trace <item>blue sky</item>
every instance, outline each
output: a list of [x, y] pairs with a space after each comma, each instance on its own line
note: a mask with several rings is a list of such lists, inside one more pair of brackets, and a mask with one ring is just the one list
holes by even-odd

####

PROBLEM STATEMENT. Present the rows above as a numbered list, leaving out any blank lines.

CORRECT RESULT.
1. trace <item>blue sky</item>
2. every instance, outline each
3. output: a list of [x, y] pairs with a space after each comma, each instance on its own line
4. note: a mask with several rings is a list of such lists, inside one more pair of brackets, and a mask with one ring is just the one list
5. holes by even-odd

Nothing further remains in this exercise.